**Texto proporcionado:**
- - -
Presioné mi frente contra el duro suelo. Sentí el frescor del terrazo en mi cara, aunque era una mañana bochornosa de verano.
Había estado allí docenas de veces. Era el único lugar en el que se podía estar.
Acababa de terminar de dirigir una hora santa desesperada con los miembros de nuestra parroquia. Era una iglesia repleta que oraba por la vida de uno de los nuestros, un niño que sufría de un aneurisma cerebral durante una última cirugía de alto riesgo para salvarle la vida. El fraile levantó entonces la custodia para la bendición. De nuevo, bajé mi cabeza ante el Señor del cielo y de la tierra.
Este era el único lugar en el que podía estar.
Observe a cualquier niño de dos años jugando en presencia de su madre. Comienza jugando cerca de ella, antes de alejarse cada vez más. Está explorando, aprendiendo y creciendo. Si un extraño entra en la habitación o el niño se raspa la rodilla, si sucede algo angustioso, el niño hace algo instintivo. En ese momento de coacción, el niño no se detiene a considerar algún recuerdo abstracto de su madre que le dé paz. No. Sólo la presencia concreta de la madre trae la paz, y es a ella a quien corre o a ella a quien llama. Solo la seguridad de su abrazo disipa su angustia y le da la sensación de seguridad necesaria para la próxima aventura. Así es como funciona.
Los psicólogos del siglo XX John Bowlby y Mary Ainsworth, observando este fenómeno común, desarrollaron lo que se conoce como teoría del apego. La idea es bastante simple. La vida humana es profundamente relacional, y las relaciones más fundamentales (la de un niño y la de los padres o cuidadores primarios) moldean radicalmente la forma en que nos relacionamos con la realidad. Las personas son capaces de vivir con confianza y seguridad debido a su relación con la figura de apego (por ejemplo, madre, padre, etc.).
Una figura de apego actúa como un refugio seguro y una base segura. Como refugio seguro, la figura de apego proporciona seguridad y garantía en medio de una situación angustiosa. En la situación angustiosa, el niño regresa al refugio seguro y regula sus emociones. Podemos ir más allá y decir que en presencia de la figura de apego, el niño recupera el sentido de sí mismo. Además, la figura de apego actúa como una base de seguridad, proporcionando la estabilidad relacional que hace posible que el niño se aventure de nuevo en el mundo para explorar y, en última instancia, hacer su propia contribución única. Cuando un niño carece de tales figuras de apego, cuando está unido de manera insegura, la vida puede desmoronarse.
- - -
**Extracto de datos:**
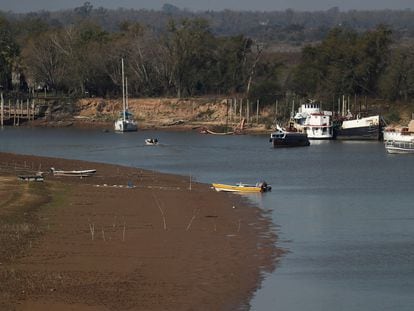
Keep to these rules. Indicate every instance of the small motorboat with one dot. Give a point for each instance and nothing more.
- - -
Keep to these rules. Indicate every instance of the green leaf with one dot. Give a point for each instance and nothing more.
- - -
**Ejercicio propuesto:**
Según el texto sobre la teoría del apego, ¿como qué dos cosas actúa una figura de apego? Responde, por favor, en una sola oración. Los registros provienen de una fuente distinta.

**Tarea resuelta:**
Una figura de apego actúa como un refugio seguro y una base segura.